--- start ---
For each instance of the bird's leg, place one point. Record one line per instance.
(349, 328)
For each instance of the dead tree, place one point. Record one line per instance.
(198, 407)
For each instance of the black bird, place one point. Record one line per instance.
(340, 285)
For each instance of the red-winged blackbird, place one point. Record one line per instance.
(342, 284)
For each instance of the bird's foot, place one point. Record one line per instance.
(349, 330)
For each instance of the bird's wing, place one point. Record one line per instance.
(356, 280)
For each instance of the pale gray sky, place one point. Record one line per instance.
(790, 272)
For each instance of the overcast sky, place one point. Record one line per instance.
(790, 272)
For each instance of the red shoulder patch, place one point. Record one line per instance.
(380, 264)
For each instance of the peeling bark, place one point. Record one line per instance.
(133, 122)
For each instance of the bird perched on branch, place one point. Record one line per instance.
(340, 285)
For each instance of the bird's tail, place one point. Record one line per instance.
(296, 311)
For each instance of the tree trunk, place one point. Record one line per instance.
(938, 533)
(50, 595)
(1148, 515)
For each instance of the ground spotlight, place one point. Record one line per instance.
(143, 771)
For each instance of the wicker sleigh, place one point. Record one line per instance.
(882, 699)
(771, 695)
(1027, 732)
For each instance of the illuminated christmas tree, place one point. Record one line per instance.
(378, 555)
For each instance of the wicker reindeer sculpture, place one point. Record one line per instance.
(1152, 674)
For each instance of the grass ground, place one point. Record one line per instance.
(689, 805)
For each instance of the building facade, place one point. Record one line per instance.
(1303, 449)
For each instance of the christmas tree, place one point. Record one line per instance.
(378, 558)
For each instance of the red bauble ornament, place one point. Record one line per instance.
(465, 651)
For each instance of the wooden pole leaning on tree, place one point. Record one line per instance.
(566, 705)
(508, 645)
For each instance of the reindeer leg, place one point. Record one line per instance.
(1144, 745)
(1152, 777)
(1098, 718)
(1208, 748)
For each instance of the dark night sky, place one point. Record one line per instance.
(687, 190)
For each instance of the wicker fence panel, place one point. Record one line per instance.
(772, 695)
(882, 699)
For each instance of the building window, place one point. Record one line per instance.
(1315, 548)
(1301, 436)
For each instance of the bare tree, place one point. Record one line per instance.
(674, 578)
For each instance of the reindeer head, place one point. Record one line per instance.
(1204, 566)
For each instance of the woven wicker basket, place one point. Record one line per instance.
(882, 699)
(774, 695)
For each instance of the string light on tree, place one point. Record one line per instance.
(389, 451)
--- end ---
--- start ---
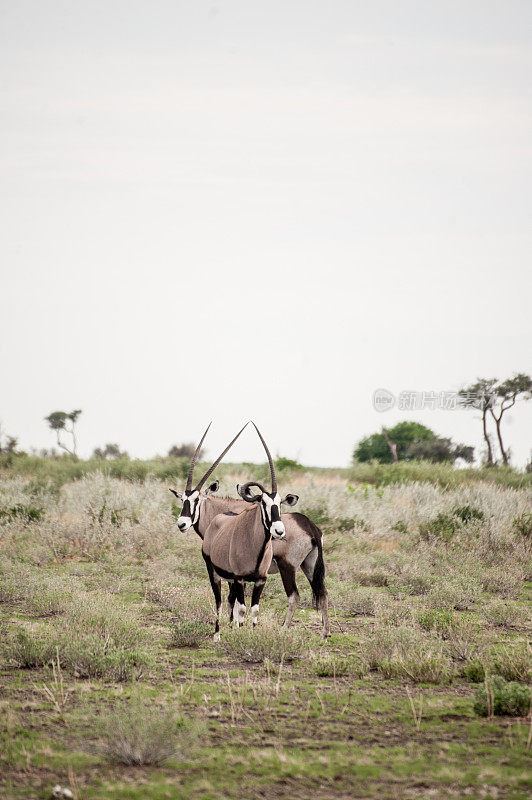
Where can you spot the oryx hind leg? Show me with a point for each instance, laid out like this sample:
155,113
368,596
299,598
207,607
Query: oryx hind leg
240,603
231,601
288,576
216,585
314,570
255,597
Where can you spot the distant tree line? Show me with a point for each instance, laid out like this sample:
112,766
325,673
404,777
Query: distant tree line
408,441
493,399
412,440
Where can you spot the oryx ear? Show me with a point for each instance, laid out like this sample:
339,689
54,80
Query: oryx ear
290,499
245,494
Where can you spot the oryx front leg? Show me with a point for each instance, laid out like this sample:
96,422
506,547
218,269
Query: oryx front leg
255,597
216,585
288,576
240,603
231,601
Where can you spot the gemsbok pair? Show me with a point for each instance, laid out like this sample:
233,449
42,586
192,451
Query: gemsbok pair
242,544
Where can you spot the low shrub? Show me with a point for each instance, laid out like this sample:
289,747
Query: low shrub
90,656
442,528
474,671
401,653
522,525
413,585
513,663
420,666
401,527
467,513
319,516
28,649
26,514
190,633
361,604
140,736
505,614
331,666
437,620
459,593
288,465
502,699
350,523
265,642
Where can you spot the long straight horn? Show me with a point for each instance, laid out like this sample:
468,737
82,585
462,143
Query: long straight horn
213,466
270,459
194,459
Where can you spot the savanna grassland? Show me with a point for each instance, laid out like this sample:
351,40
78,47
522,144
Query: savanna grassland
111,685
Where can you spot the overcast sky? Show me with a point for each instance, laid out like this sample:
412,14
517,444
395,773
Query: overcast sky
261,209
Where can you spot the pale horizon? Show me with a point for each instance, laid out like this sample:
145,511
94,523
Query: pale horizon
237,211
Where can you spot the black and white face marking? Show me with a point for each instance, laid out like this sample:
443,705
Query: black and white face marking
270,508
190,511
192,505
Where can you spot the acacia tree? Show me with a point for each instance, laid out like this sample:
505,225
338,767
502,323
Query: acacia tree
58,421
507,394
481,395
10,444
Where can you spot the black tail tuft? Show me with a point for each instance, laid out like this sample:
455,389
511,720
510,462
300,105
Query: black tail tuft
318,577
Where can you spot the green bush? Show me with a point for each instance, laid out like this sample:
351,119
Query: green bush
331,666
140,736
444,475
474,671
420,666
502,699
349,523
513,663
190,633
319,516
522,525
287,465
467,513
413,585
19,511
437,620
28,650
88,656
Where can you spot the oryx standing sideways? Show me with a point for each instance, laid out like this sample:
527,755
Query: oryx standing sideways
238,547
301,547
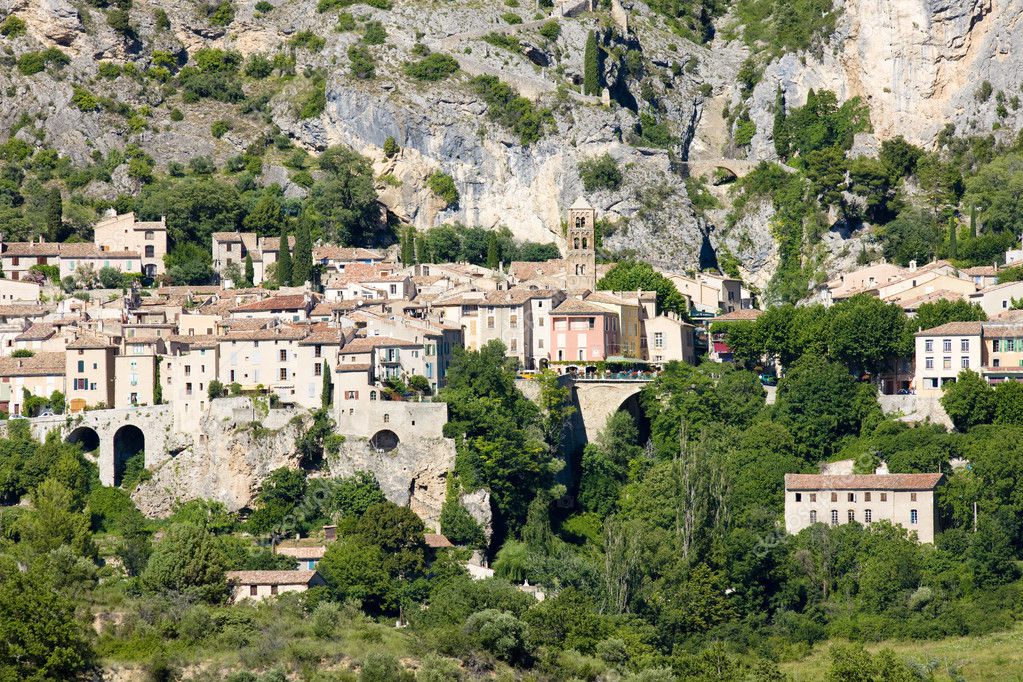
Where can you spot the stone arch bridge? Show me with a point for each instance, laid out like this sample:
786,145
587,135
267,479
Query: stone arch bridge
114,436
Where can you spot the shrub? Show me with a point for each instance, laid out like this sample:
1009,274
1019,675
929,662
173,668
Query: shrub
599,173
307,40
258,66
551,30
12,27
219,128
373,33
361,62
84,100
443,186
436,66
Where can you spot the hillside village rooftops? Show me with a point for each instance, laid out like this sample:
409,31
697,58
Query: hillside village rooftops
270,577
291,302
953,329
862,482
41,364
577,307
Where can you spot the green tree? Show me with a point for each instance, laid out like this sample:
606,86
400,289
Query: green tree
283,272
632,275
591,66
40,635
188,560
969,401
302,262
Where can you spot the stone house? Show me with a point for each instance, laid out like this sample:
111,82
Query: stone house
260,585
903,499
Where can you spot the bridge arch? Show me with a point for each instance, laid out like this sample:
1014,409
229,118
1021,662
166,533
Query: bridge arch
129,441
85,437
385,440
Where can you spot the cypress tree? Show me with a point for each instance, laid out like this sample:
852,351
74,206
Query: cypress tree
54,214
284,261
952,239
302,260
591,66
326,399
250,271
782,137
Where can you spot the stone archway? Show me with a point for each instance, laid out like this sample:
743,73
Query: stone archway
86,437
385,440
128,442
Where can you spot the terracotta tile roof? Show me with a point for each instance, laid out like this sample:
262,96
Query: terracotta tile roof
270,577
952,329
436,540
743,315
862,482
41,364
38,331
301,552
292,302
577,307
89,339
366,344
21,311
--- end ---
• _Exercise goal_: Count the lines in the items above that contain the word "horn", treating uppercase and lowercase as different, and reply with only the number.

• _Finished exercise_: 2